── ENTRIES SHOWN

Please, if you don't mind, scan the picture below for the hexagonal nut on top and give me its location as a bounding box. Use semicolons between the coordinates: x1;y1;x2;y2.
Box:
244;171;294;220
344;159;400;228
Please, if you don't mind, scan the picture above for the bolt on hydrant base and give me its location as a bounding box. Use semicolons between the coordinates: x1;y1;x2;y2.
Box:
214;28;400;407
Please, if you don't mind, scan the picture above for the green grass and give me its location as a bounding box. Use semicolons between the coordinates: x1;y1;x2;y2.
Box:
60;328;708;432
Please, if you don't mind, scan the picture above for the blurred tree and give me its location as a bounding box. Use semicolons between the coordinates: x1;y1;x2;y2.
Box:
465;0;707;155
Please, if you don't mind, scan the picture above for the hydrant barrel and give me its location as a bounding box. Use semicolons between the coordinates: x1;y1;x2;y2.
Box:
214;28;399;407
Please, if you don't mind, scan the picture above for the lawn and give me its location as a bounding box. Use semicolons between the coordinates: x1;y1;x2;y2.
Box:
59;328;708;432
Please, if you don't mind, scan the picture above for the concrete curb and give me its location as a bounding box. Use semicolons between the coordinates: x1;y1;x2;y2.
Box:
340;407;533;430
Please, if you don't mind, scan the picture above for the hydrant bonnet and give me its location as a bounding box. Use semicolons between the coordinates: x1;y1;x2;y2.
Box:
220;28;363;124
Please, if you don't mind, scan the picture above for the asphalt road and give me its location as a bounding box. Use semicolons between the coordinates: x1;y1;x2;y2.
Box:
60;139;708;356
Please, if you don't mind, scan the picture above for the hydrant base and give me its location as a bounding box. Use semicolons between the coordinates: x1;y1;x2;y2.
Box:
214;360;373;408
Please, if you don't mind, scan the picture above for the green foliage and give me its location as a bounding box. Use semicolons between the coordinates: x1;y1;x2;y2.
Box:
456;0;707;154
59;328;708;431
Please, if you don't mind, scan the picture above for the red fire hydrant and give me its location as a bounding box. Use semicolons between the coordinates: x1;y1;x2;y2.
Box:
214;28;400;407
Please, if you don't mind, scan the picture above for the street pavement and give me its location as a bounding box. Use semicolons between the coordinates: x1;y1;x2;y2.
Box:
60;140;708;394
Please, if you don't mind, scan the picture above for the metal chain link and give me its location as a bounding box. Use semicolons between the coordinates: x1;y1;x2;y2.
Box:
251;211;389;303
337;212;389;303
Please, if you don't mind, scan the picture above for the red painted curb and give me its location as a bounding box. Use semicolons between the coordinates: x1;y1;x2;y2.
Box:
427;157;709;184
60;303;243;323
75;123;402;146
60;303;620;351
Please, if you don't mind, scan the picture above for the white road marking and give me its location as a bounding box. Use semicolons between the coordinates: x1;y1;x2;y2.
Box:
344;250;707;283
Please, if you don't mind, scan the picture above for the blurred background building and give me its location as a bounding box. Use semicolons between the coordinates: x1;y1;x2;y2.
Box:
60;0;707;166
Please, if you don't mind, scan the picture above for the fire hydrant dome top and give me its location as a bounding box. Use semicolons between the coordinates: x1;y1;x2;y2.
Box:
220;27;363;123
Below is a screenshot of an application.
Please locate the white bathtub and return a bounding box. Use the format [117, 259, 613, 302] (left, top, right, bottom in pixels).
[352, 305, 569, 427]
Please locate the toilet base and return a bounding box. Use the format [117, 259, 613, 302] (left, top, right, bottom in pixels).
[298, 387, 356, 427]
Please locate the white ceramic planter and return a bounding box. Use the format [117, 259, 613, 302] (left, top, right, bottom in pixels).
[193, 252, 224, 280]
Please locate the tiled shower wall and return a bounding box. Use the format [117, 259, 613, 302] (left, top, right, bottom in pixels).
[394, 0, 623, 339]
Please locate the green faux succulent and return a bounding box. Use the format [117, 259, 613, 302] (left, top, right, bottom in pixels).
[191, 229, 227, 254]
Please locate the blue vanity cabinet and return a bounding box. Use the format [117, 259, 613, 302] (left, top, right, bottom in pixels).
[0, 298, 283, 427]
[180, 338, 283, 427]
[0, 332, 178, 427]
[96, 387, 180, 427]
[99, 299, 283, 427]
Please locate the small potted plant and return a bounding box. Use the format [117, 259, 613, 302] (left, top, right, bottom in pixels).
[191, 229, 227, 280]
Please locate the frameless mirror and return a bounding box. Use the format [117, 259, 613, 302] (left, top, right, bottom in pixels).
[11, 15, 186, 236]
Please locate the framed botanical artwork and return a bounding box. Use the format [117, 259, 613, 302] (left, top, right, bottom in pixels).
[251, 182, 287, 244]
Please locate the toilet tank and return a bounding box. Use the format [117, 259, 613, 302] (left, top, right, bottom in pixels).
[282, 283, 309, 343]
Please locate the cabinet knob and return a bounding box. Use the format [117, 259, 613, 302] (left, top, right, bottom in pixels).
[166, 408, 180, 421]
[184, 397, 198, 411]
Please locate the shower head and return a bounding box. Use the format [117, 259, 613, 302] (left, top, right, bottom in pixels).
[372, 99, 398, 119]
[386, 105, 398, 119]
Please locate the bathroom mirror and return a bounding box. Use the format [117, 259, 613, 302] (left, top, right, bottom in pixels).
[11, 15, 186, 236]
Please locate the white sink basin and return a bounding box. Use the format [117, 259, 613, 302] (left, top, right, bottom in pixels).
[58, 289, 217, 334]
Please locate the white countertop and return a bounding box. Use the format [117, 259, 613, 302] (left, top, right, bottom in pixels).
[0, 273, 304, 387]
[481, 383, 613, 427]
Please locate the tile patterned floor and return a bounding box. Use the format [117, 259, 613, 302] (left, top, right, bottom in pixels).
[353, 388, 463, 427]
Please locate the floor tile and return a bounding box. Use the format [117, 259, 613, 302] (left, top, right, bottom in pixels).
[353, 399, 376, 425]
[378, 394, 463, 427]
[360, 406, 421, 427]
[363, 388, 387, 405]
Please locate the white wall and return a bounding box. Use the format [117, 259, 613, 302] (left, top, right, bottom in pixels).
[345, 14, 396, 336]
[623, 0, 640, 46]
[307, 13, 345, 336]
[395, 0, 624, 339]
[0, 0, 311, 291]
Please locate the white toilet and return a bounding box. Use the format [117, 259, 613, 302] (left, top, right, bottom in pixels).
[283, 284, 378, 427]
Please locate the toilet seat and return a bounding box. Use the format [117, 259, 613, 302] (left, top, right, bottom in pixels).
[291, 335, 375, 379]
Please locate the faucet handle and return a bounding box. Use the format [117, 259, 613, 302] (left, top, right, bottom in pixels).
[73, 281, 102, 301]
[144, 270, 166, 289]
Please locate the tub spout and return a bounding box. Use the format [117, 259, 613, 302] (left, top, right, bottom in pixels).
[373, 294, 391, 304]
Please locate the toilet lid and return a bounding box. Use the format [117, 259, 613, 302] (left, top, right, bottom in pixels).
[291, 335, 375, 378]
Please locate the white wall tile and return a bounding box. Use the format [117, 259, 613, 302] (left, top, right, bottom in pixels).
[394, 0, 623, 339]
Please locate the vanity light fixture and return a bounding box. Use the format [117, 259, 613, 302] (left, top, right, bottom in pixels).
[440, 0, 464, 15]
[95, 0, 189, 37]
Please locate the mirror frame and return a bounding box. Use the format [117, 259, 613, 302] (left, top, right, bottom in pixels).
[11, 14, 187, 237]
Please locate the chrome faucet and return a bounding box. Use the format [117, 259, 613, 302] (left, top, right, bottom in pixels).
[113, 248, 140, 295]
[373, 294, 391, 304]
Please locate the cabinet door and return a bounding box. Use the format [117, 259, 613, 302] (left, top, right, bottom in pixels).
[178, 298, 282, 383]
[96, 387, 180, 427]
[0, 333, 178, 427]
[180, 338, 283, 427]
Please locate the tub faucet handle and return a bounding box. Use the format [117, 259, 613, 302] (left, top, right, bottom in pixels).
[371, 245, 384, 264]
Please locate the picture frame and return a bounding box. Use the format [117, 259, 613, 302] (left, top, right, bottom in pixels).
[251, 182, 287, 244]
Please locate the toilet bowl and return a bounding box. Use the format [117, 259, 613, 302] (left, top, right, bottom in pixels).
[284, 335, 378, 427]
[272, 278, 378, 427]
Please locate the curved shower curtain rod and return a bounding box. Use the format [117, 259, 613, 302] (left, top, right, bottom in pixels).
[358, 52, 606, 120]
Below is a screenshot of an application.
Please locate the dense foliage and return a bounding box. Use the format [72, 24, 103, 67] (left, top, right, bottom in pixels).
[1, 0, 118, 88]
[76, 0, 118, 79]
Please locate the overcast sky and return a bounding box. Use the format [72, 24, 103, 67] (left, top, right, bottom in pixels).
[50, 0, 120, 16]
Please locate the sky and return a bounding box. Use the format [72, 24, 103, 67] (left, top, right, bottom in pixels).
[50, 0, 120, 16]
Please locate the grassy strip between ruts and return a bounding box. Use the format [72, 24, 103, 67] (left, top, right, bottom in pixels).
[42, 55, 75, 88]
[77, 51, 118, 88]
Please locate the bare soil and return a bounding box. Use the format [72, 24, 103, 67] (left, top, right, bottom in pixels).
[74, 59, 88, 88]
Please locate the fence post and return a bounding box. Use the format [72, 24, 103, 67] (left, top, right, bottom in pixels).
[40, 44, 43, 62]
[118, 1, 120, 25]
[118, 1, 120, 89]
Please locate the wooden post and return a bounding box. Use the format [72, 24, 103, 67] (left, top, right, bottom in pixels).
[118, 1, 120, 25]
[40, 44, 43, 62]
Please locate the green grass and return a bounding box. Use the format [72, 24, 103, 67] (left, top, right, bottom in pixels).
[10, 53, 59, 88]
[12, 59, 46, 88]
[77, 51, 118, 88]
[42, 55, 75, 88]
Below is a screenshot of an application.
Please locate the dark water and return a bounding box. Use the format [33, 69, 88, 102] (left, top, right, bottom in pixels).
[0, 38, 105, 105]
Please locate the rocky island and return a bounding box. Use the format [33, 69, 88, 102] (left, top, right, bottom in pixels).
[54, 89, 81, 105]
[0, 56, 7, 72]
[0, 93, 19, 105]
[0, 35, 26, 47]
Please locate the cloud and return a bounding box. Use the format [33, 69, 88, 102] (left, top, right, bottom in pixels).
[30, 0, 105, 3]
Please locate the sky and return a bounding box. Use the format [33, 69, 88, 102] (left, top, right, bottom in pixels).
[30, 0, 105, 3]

────

TASK DESCRIPTION » Can you pull out every line of the material above that contains the word "wall"?

ANSWER FOR THIS EXERCISE »
Please locate the tiled shower wall and return a bounding box. Use the format [117, 259, 613, 302] (left, top, right, bottom in pixels).
Please locate the white wall and return a bounding box. Use the format [117, 259, 613, 302] (left, top, right, bottom in pixels).
Please locate the white wall tile and return a bounding box. Use the format [117, 259, 613, 302] (left, top, right, bottom in pixels).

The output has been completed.